[Entries from a dataset]
▬▬▬
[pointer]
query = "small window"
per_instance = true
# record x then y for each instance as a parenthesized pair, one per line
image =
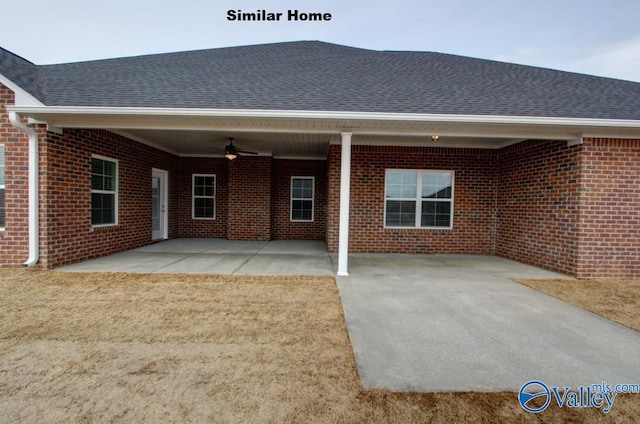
(204, 196)
(104, 191)
(302, 198)
(419, 199)
(2, 186)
▬▬▬
- Task directions -
Reproduce all of the data above word for word, leaving out the pictures.

- Solution for this problem -
[pointer]
query = "small window"
per_instance = true
# record x then y for each instance as a parenthesized pair, one per line
image =
(204, 196)
(104, 191)
(302, 198)
(419, 199)
(2, 186)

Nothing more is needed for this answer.